**Short problem**
Reproduce the listing below, substituting "outline" for every occurrence of "box" and leaving all other text unchanged.

**Dataset records**
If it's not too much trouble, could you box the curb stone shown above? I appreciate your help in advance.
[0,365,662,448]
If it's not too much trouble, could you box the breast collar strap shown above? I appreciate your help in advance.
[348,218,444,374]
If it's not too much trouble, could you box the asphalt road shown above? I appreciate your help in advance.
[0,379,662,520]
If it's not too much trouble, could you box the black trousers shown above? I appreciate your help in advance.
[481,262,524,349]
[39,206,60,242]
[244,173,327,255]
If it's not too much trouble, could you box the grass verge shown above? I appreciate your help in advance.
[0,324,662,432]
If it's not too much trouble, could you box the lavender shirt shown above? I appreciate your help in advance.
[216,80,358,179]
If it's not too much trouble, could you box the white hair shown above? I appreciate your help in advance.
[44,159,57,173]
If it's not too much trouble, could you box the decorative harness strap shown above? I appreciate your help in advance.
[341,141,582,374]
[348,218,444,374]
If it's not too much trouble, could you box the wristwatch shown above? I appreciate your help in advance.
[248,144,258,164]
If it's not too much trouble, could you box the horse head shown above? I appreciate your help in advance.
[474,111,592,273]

**Solution to this exercise**
If it's not too much trouble, could you outline the curb stone shown above? I appreciate your help in advance.
[0,365,662,448]
If it's not too much trouble, could you outline the breast collar strap shown above? I appreciate your help in advance.
[348,218,444,374]
If it's not too much trouble, could you outline the asphalt road shown above? I appreciate your help in advance.
[0,379,662,520]
If it's not too much trouble, could you outline the black trousers shown above? I appreciate your help in advance.
[481,262,524,349]
[39,206,60,242]
[244,173,327,255]
If it's not too much trouble, could you outline the grass verge shown above? I appreciate your help in advance.
[0,324,662,432]
If it's not too much trouble, could you outline the lavender shirt shown above? I appreciate your help in advance.
[216,80,358,179]
If it's not too much trouble, could you outline the white hair shown above? I appreciate your help in advance.
[44,159,57,173]
If it's not too much trouble, could you outline the decorative harness strap shown above? I appreciate your help in advance.
[341,141,582,374]
[348,218,444,374]
If it's not too much trouble, could you outline the wristwatch shown above? I appreciate your help in advance.
[248,144,258,164]
If it's not too much trouble, could you outline the horse head shown above? I appreciate your help in advance.
[474,111,592,273]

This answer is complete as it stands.